**Исходные записи**.
┌──
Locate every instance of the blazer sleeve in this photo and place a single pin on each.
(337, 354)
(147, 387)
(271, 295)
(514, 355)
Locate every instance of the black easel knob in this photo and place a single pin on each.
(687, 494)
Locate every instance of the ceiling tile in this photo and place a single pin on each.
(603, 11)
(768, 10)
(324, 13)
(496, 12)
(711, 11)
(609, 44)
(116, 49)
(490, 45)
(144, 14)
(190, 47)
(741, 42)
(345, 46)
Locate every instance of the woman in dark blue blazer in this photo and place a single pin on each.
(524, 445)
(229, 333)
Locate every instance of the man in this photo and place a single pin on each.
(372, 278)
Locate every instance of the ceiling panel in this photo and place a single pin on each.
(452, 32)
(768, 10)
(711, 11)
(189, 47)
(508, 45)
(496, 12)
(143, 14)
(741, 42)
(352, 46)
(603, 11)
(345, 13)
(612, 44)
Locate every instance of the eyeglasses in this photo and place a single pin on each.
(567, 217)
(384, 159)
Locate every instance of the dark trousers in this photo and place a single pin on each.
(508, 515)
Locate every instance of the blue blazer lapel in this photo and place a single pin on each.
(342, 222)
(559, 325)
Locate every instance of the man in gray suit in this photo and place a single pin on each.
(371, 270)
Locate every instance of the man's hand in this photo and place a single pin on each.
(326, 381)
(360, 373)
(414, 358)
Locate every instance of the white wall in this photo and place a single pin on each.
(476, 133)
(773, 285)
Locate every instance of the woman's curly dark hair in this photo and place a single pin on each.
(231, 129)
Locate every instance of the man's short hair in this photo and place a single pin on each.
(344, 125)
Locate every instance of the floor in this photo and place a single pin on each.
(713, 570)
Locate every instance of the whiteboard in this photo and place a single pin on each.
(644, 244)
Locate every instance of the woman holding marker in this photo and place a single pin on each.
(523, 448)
└──
**Задача**. Перепишите дословно часть записей, которая начинается со строки, содержащей «Locate every instance of the ceiling panel», и продолжается до самого конца записей. Обе границы включаются.

**Правильный ответ**.
Locate every instance of the ceiling panel in this photo and place a single pin on each.
(452, 32)
(768, 10)
(711, 11)
(189, 47)
(508, 45)
(496, 12)
(143, 14)
(741, 42)
(352, 46)
(603, 11)
(345, 13)
(612, 44)
Locate every instance of the eyeglasses in this photo and place a single pin on each.
(567, 217)
(384, 159)
Locate every instance of the dark trousers in this photo and place a single pin on each.
(508, 515)
Locate every instance of the blue blazer lapel in this photo and place a single pin on each.
(342, 222)
(559, 325)
Locate every instance of the man in gray suit in this photo and place a single pin on each.
(371, 270)
Locate every instance of the man's hand in this photo and place a single pin on each.
(326, 381)
(360, 373)
(414, 358)
Locate every instance of the white wall in this photo and place a single pin on each.
(476, 133)
(773, 285)
Locate every instance of the woman's curly dark hair in this photo and place a single pin on each.
(231, 129)
Locate every instance of the man's short hair in this photo and place a single pin on each.
(344, 125)
Locate every instance of the floor in this photo and place a single pin on each.
(713, 570)
Locate every instance of the whiteboard in this photo and place a single pin on each.
(644, 244)
Locate every instance of the woman holding marker in this photo and place a single pin on each.
(523, 448)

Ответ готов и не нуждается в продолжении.